-- BEGIN GIVEN DATA --
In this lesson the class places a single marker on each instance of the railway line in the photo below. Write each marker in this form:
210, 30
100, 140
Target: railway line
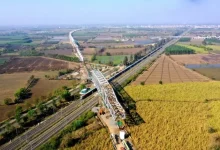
42, 132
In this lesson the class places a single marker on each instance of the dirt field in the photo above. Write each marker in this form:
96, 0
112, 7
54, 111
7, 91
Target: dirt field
124, 51
212, 73
168, 71
88, 51
117, 51
59, 52
10, 83
36, 64
197, 59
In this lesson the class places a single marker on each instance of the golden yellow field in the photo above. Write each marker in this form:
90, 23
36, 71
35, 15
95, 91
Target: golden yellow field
182, 116
99, 140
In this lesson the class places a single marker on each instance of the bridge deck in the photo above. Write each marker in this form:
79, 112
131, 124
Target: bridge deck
108, 95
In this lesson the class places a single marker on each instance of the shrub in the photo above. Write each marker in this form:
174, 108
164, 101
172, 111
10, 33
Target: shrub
7, 101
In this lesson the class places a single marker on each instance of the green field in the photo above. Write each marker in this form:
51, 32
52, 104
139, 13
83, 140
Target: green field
3, 60
196, 49
117, 59
214, 47
15, 39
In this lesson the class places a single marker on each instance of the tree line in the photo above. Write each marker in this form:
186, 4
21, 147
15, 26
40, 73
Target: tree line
177, 50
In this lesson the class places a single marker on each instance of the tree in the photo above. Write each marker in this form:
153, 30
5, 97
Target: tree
21, 93
204, 42
18, 113
28, 105
108, 54
41, 107
93, 58
125, 62
7, 101
131, 58
142, 83
66, 95
110, 63
32, 114
82, 86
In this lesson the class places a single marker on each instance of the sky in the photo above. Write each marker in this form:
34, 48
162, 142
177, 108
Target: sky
78, 12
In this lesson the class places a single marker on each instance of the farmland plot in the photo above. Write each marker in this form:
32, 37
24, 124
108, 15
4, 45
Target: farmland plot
35, 64
182, 116
168, 71
197, 59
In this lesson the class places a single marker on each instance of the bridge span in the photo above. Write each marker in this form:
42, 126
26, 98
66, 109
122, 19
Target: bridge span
108, 95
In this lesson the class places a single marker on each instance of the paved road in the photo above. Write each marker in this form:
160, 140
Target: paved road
138, 67
42, 132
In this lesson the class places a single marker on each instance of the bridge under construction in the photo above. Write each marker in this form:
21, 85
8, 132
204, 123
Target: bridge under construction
108, 95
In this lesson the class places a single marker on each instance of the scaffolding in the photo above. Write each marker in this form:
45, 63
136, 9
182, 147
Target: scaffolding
76, 47
108, 95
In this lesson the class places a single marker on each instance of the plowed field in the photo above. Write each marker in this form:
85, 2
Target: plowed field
35, 64
168, 71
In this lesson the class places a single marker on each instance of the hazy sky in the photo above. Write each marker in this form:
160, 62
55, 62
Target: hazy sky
49, 12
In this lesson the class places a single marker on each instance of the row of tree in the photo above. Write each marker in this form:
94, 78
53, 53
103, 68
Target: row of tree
35, 114
177, 50
63, 57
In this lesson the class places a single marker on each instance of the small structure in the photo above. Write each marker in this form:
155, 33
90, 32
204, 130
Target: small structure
84, 91
107, 93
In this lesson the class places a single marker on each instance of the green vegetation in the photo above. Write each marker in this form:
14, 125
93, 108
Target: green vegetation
8, 101
82, 86
56, 141
63, 57
212, 40
125, 61
115, 60
185, 39
30, 53
176, 49
197, 49
17, 39
65, 72
3, 60
21, 93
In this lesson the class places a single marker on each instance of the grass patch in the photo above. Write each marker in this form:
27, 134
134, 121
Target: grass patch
117, 59
3, 60
177, 117
196, 49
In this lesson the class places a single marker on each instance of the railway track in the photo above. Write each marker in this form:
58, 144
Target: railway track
56, 121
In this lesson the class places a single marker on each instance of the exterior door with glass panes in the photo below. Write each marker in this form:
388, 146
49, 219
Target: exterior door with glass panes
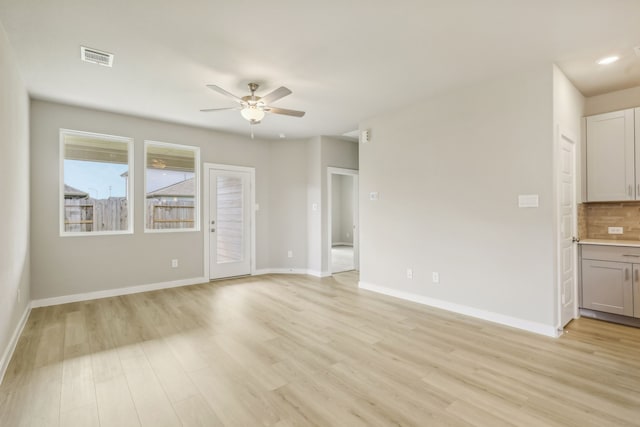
229, 223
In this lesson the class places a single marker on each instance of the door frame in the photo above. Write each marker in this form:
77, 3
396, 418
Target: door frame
564, 134
206, 196
356, 215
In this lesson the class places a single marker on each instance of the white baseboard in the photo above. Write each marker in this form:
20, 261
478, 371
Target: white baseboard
8, 352
527, 325
44, 302
290, 271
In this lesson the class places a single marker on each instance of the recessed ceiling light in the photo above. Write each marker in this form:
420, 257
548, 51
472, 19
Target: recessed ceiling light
608, 60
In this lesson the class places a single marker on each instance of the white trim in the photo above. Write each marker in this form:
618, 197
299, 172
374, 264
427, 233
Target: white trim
356, 222
11, 346
514, 322
65, 299
130, 188
303, 271
565, 134
252, 209
196, 189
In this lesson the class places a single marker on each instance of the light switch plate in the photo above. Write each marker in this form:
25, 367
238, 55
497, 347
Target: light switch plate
616, 230
528, 201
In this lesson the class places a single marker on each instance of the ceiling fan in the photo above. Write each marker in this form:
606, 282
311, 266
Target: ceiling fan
253, 107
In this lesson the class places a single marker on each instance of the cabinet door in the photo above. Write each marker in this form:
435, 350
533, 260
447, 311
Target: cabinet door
611, 157
607, 286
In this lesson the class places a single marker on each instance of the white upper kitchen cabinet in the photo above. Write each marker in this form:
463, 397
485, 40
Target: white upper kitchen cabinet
612, 157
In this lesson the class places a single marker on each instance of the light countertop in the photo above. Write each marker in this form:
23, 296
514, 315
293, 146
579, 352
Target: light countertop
607, 242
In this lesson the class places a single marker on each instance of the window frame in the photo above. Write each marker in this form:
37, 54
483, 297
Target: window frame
196, 189
130, 185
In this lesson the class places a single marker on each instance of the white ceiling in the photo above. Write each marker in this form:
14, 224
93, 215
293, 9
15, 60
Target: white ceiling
344, 60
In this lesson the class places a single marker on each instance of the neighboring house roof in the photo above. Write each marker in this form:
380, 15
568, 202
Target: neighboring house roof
73, 193
184, 188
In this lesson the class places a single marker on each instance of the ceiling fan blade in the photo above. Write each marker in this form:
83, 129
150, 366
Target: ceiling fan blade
281, 92
206, 110
294, 113
225, 93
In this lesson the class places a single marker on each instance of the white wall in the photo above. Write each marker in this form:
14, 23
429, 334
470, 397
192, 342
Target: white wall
613, 101
14, 193
73, 265
448, 172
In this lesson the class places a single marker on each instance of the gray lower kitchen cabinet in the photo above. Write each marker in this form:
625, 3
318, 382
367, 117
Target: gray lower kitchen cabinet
610, 279
608, 286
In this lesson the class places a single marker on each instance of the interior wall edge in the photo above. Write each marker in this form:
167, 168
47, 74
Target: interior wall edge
11, 346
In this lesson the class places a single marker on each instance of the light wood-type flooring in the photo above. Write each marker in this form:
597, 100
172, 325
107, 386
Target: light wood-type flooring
298, 351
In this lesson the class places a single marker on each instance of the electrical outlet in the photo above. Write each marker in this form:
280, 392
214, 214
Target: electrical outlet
615, 230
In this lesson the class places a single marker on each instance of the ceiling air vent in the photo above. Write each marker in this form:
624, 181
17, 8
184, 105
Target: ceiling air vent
96, 56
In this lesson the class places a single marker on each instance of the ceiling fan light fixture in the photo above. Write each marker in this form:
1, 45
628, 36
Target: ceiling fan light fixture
608, 60
252, 113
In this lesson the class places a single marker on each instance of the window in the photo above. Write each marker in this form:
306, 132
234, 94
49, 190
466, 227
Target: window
172, 196
96, 185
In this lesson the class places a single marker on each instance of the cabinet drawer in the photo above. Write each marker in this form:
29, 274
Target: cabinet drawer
611, 253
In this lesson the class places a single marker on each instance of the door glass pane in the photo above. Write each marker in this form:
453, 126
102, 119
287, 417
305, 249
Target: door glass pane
230, 219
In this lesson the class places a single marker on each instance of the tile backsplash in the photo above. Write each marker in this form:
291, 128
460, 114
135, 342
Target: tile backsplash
594, 220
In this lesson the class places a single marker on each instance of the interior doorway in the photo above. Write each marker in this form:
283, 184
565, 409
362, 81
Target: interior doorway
567, 224
342, 220
229, 207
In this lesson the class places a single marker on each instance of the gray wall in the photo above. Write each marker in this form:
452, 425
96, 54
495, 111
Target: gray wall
72, 265
449, 171
341, 209
14, 193
323, 152
290, 177
288, 204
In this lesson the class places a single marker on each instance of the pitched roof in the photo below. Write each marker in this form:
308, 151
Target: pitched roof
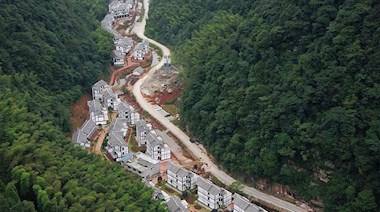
175, 205
208, 186
118, 124
138, 70
99, 84
109, 94
123, 107
117, 54
88, 127
245, 204
179, 171
116, 139
94, 105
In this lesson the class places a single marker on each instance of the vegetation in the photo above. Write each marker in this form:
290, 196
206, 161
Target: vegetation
50, 52
285, 90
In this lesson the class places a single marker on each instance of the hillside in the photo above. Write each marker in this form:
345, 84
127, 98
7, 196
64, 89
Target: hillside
287, 91
50, 52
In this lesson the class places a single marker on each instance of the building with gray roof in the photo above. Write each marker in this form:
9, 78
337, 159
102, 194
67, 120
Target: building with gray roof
98, 89
175, 205
143, 165
116, 145
98, 114
83, 135
180, 178
118, 58
142, 131
138, 71
211, 195
110, 99
156, 148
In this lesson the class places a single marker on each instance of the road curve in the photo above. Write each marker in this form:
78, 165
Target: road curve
139, 29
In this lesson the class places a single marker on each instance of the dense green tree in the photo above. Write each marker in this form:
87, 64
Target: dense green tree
285, 90
50, 53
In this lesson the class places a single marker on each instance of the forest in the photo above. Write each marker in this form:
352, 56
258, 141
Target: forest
288, 91
50, 54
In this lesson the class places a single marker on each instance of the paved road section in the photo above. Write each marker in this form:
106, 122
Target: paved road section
139, 29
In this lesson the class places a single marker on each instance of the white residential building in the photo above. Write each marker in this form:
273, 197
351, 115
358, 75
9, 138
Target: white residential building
110, 99
138, 71
124, 44
116, 145
120, 9
98, 89
211, 195
175, 205
127, 111
118, 58
141, 49
141, 164
242, 204
83, 135
142, 131
98, 114
180, 178
156, 148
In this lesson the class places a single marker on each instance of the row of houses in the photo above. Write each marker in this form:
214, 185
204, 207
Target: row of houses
117, 147
155, 146
209, 194
141, 50
121, 8
123, 45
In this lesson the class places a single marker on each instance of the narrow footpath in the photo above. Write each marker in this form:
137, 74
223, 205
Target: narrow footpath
275, 202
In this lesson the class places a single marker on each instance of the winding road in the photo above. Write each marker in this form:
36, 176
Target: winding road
139, 29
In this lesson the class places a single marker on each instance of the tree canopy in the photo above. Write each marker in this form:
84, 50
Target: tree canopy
284, 90
50, 52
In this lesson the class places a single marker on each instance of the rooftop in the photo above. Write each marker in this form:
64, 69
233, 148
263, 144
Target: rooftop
94, 105
209, 186
116, 139
100, 84
179, 171
175, 205
141, 162
117, 54
119, 124
88, 127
-- END GIVEN DATA --
TASK OBJECTIVE
Extract, verbatim, the lines from the one containing "the white residential" through the last line of the listing above.

RESULT OF THIS EXERCISE
In this lesson the class places a single marker on each instance of the white residential building in the photo above. Write each marker in this form:
273, 197
351, 115
358, 75
9, 138
Target: white residential building
110, 99
138, 71
124, 44
116, 145
120, 9
98, 89
211, 195
175, 205
127, 111
118, 58
141, 49
141, 164
242, 204
83, 135
142, 131
98, 114
180, 178
156, 148
In this lesson the class places a single marker on each instance of the row of houses in the photo above. Write each marker in this form:
214, 185
204, 207
Target: row of houses
117, 147
155, 146
209, 194
141, 50
121, 8
123, 45
In this lesson the class places a single marker on each instance of the narrow footpath in the photo above. Write each marker in this form:
137, 74
223, 205
Target: narrow footpath
275, 202
In this lesson the class places a single marker on each instance of the winding road in the photo above. Write each marker in this form:
36, 176
Target: winding road
139, 29
In this lesson the class places a single marker on each instance of the tree canopy in the photo above. Write each marker in this form:
84, 50
Target: tree canopy
284, 90
50, 52
In this lesson the class places a single marker on each instance of the rooftop in the photo above. Write each marker in this form:
64, 69
233, 148
263, 144
Target: rooftop
94, 105
209, 186
116, 139
100, 84
179, 171
175, 205
141, 162
117, 54
119, 124
88, 127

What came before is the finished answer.